1992, parteaguas histórico (parte II)

El Acuerdo de Chapultepec no sólo consiguió poner fin a la guerra, también instauró la democracia en el paí­s. Desde 1994 en los sucesivos procesos electorales han participado las más diversas fuerzas polí­ticas, incluidas aquéllas que habí­an estado proscritas por más de sesenta años. Los antiguos enemigos se han convertido en adversarios. El ejercicio de la polí­tica, aunque en ocasiones transcurre no exenta de crispación, ha dejado de ser fuente de violencia y represión. La oposición no sólo es tolerada, goza de espacios de expresión y las movilizaciones sociales y de la ciudadaní­a por lo general son respetadas. Comparada la situación del 2017 con la de 1967, el avance es notable y evidente. Pero insuficiente.

 

Falta mucha cultura democrática, más práctica del debate, mayor tolerancia a la diversidad de las ideas y de las opciones de vida. No se experimenta la democracia como una forma de vida. Más bien su concreción en El Salvador se reduce a respetar unas reglas de juego y un escenario en el que los intereses y las diferencias se confrontan y se consensúan. Déficit democrático lo hay en la sociedad polí­tica como en la sociedad civil, entre la clase polí­tica pero también en la sociedad salvadoreña. 

La polí­tica y los partidos deben democratizarse, pero democratización requieren asimismo la escuela, la iglesia, la fábrica, la familia. Mucho podrí­a lograrse con mayor inversión en educación y en cultura. A las tradiciones machistas y patriarcales se agregan las pulsiones de la competencia neoliberal y del consumismo desenfrenado. Todo conspira para dejar en la marginación y la vulnerabilidad a amplios sectores de población: campesinos, indí­genas, mujeres, grupo LGTBI, menores de edad. Pese al auge de la religiosidad popular no prevalecen valores cristianos de compasión, solidaridad y humildad, sino los anti-valores del sistema: competencia, ostentación, exhibicionismo, intolerancia. El paí­s necesita, como reclamaba Gramsci, de una reforma cultural y moral.

> **Tarea por hacer**
Escribe la continuación del texto sobre la democracia en El Salvador, empezando justo después de su última oración. Las entradas son material aparte y no forman parte del texto sobre la democracia en El Salvador.

> **Entradas de datos**

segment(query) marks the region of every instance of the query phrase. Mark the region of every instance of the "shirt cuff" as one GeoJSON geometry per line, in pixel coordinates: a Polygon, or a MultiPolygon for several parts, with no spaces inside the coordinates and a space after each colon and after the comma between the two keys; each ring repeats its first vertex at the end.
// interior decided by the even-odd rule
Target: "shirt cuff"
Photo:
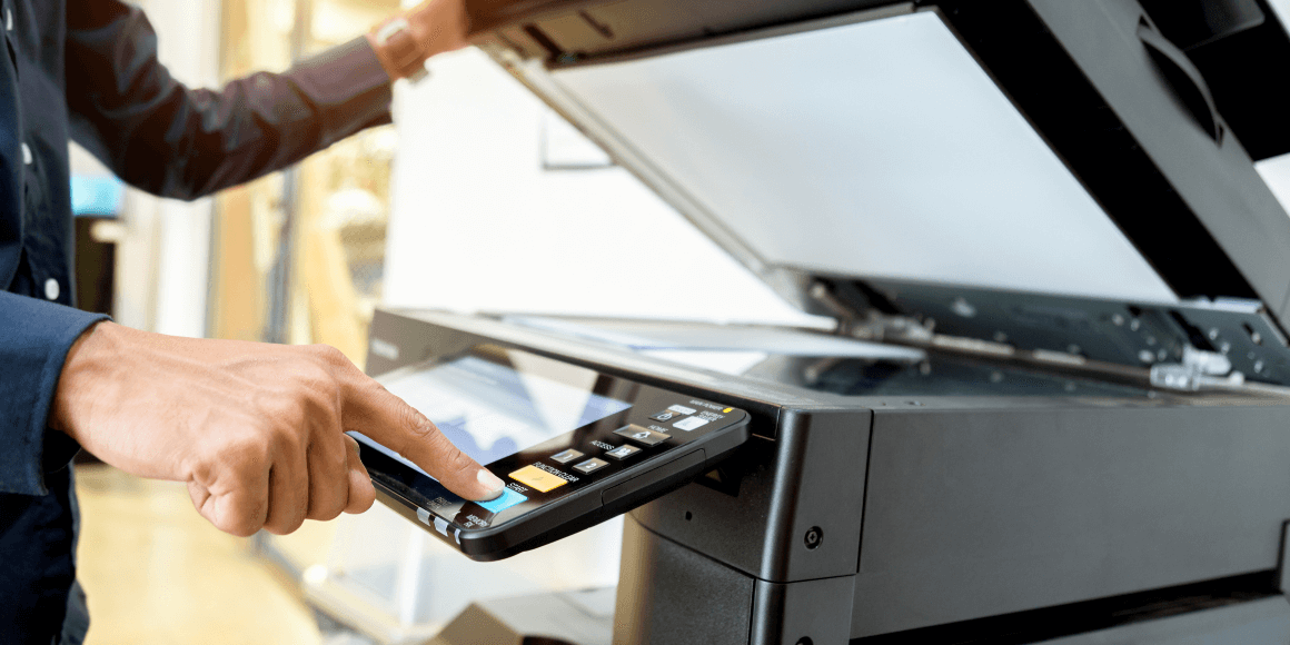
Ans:
{"type": "Polygon", "coordinates": [[[325,144],[391,123],[393,83],[366,36],[306,58],[286,76],[319,102],[325,144]]]}
{"type": "Polygon", "coordinates": [[[67,351],[102,320],[107,316],[0,292],[0,493],[48,494],[45,473],[66,467],[80,449],[46,421],[67,351]]]}

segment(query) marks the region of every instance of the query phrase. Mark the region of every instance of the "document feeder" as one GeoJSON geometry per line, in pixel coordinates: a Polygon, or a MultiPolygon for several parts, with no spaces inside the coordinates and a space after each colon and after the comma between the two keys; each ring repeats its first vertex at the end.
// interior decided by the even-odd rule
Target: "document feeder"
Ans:
{"type": "Polygon", "coordinates": [[[471,10],[499,64],[828,334],[912,352],[768,346],[719,373],[602,332],[748,328],[378,311],[397,351],[373,374],[491,343],[748,413],[733,457],[628,513],[615,642],[1290,639],[1271,5],[471,10]]]}

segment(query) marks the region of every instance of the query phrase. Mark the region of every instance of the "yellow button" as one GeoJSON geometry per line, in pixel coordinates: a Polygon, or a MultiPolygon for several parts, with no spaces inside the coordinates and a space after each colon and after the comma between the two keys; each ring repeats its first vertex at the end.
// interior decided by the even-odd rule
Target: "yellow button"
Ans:
{"type": "Polygon", "coordinates": [[[550,472],[538,468],[537,466],[525,466],[524,468],[512,472],[511,479],[519,481],[520,484],[524,484],[525,486],[531,486],[543,493],[548,490],[555,490],[568,484],[568,481],[556,477],[555,475],[551,475],[550,472]]]}

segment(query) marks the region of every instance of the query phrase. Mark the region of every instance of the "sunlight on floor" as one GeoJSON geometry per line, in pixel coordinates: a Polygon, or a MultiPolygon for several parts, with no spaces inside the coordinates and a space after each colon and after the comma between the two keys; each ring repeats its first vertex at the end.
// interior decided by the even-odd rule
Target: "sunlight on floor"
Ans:
{"type": "Polygon", "coordinates": [[[319,644],[312,611],[250,541],[219,533],[182,484],[77,470],[88,645],[319,644]]]}

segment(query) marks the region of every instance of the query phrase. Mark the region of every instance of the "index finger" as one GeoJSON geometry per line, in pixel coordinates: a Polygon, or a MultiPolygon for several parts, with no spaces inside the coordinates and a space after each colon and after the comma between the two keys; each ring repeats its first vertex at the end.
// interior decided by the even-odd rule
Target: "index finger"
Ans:
{"type": "Polygon", "coordinates": [[[359,431],[404,455],[466,499],[484,501],[502,494],[502,480],[453,445],[424,414],[372,378],[361,379],[361,384],[346,391],[346,431],[359,431]]]}

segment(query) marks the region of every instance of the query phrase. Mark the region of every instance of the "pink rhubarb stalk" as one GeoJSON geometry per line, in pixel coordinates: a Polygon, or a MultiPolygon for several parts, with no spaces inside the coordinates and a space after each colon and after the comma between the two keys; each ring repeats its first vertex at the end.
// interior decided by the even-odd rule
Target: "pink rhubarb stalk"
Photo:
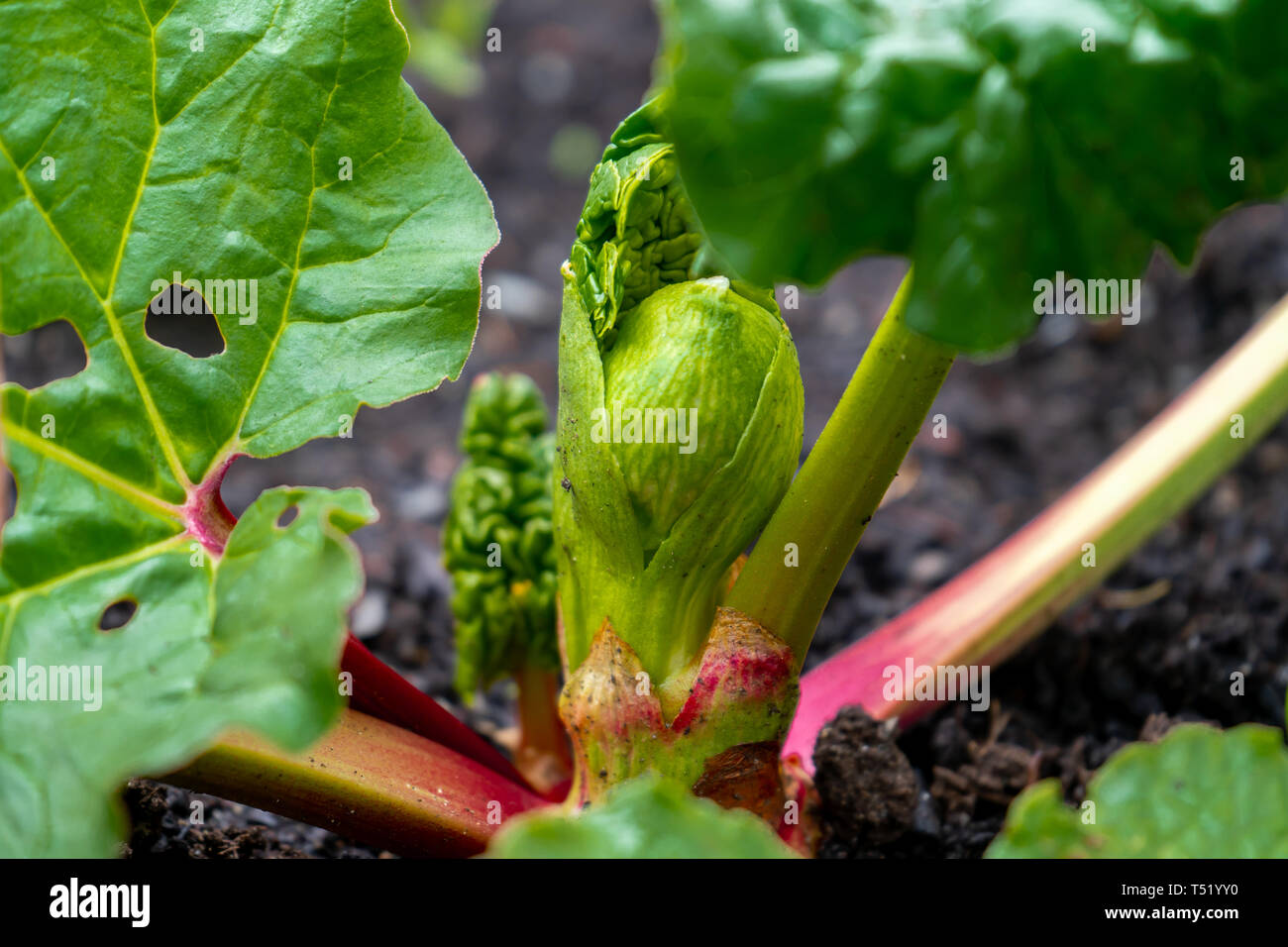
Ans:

> **Respuesta a la tarea**
La negociación no resolvió – no podí­a– las causas económicas y sociales del conflicto, cuyas raí­ces se hunden en la modalidad de capitalismo salvaje que ha predominado en la región. No se le puede achacar a los acuerdos de paz no haber garantizado la paz social, empleos y bonanza económica, la superación de la desigualdad y la discriminación. Es tarea de toda la sociedad y deberí­a centrar la agenda del sector privado y de los partidos. Pero la desidia y autocomplacencia de las dirigencias tienen una elevada responsabilidad en el deterioro de la situación que se advierte a veinticinco años del Acuerdo de Paz. 

La desbordante emigración, la extendida desintegración familiar, la amplitud de la economí­a informal, el auge delincuencial, el empoderamiento de las pandillas, la pérdida de control de los territorios por el Estado, son graves sí­ntomas de la enfermedad estructural que abate a la nación. Ésta necesita no tanto nuevos acuerdos de paz, como un consenso básico sobre el diagnóstico de nuestra dolencia nacional y medidas urgentes de salud pública, para decirlo al modo de Robespierre.